Short exercise 1 ▸ Write out the passage of the BigQuery commit page from "tseaver · tseaver" up to and including "dataset = client.dataset('dataset_name')".

Page extract ▸
· · · · ·
Merge pull request googleapis#1016 from tseaver/bigquery-devx-jobs-export_copy

tseaver · tseaver · commit 25545c8a8223 · 2015-07-28T14:59:35.000-04:00
Add examples for browsing / copying / exporting table data.
diff --git a/docs/bigquery-usage.rst b/docs/bigquery-usage.rst
@@ -227,6 +227,23 @@ Update all writable metadata for a table
    ...     SchemaField(name='age', type='int', mode='required)]
    >>> table.update()  # API request
 
+Get rows from a table's data:
+
+.. doctest::
+
+   >>> from gcloud import bigquery
+   >>> client = bigquery.Client()
+   >>> dataset = client.dataset('dataset_name')
+   >>> table = dataset.table(name='person_ages')
· · · · ·
Supplied material ▸
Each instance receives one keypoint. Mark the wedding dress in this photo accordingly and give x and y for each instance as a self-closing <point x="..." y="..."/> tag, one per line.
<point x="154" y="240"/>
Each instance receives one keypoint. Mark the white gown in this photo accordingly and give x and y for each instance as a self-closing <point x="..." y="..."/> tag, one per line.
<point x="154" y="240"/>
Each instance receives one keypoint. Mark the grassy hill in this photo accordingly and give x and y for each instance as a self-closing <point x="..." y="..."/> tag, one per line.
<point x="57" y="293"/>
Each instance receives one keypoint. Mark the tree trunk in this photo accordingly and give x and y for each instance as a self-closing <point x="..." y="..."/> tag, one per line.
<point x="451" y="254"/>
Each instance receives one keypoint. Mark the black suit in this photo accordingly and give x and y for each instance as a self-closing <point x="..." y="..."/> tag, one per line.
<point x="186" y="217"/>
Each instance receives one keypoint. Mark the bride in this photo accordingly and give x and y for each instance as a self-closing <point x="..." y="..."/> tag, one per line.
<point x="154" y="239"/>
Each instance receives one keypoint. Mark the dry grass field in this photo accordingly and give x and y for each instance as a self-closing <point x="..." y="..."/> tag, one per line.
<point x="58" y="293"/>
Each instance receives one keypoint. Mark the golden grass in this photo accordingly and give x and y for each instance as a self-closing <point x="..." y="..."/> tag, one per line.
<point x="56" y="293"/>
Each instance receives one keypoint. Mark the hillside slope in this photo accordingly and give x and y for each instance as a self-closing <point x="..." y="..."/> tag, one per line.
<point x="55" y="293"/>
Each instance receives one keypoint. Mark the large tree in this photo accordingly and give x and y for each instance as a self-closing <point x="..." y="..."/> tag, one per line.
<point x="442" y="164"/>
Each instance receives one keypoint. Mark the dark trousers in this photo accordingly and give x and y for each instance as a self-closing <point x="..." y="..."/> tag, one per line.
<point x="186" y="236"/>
· · · · ·
Short exercise 2 ▸ Rewrite the lines of the listing as a JSON list of strings, one string per line, from the line with "Each instance receives one keypoint. Mark the large" up to and including the last line of the listing. Leave out blank lines.

Exercise result 1 ▸
tseaver · tseaver · commit 25545c8a8223 · 2015-07-28T14:59:35.000-04:00
Add examples for browsing / copying / exporting table data.
diff --git a/docs/bigquery-usage.rst b/docs/bigquery-usage.rst
@@ -227,6 +227,23 @@ Update all writable metadata for a table
    ...     SchemaField(name='age', type='int', mode='required)]
    >>> table.update()  # API request
 
+Get rows from a table's data:
+
+.. doctest::
+
+   >>> from gcloud import bigquery
+   >>> client = bigquery.Client()
+   >>> dataset = client.dataset('dataset_name')

Exercise result 2 ▸
[
  "Each instance receives one keypoint. Mark the large tree in this photo accordingly and give x and y for each instance as a self-closing <point x=\"...\" y=\"...\"/> tag, one per line.",
  "<point x=\"442\" y=\"164\"/>",
  "Each instance receives one keypoint. Mark the dark trousers in this photo accordingly and give x and y for each instance as a self-closing <point x=\"...\" y=\"...\"/> tag, one per line.",
  "<point x=\"186\" y=\"236\"/>"
]